> REQUEST A
Repeat the rows below exactly, everything from the line containing "tree branch, giving" down to the last line of the rows.

> SUPPLIED PASSAGE
::::
0:00

I just got the number of divide and conquer algorithms and, so far, I've been

short shrift to proofs of correctness. This has been a conscience decision on my

part. Coming up with the right divide and conquer algorithm for a problem can

definitely be difficult, but once you have that eureka moment and you figure out the

right algorithm you tend to, also, have a good understanding of why it's correct,

why it actually solves the problem on every possible input. Similarly when I

present to you a divide and conquer algorithm like, say, merge sort or

quicksort, I expect that many of you have a good and accurate intuition about why

the algorithm is correct. In contrast the running time of these developed

[inaudible] algorithms is often highly non-obvious. So, correctness proofs for

divide-and-conquer algorithms tend to simply formalize the intuition that you

have via a proof by induction. That's why I haven't been spending much time on them.
::::
> REQUEST B
Transcribe the divide and conquer lecture above exactly, everything from "the algorithm is" down to "time on them.".
::::
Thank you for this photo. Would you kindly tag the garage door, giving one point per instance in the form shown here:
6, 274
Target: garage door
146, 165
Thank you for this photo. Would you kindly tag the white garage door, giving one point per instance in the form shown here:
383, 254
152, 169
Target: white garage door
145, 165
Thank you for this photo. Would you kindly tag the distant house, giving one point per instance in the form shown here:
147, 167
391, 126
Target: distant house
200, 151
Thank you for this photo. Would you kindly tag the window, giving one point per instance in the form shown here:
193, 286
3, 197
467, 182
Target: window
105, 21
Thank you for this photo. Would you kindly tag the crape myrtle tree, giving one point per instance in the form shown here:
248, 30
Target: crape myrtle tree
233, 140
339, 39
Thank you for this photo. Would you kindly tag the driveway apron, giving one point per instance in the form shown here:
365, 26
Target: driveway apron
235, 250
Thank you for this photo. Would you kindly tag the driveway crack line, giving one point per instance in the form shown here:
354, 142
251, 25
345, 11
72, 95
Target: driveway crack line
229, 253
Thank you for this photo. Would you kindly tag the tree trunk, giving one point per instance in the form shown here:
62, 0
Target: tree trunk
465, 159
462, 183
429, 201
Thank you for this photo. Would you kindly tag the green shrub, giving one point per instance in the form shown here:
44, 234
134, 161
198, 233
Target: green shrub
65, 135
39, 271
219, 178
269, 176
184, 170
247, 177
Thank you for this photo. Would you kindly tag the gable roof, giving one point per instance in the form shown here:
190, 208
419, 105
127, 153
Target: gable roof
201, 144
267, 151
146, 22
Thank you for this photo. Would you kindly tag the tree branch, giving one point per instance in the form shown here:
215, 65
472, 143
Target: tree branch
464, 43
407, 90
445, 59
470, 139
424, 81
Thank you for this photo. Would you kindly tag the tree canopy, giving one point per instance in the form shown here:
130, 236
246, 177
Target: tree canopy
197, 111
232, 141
::::
> CORRECT RESPONSE A
Thank you for this photo. Would you kindly tag the tree branch, giving one point per instance in the form shown here:
215, 65
472, 143
Target: tree branch
464, 43
407, 90
445, 59
470, 139
424, 81
Thank you for this photo. Would you kindly tag the tree canopy, giving one point per instance in the form shown here:
130, 236
246, 177
Target: tree canopy
197, 111
232, 141

> CORRECT RESPONSE B
the algorithm is correct. In contrast the running time of these developed

[inaudible] algorithms is often highly non-obvious. So, correctness proofs for

divide-and-conquer algorithms tend to simply formalize the intuition that you

have via a proof by induction. That's why I haven't been spending much time on them.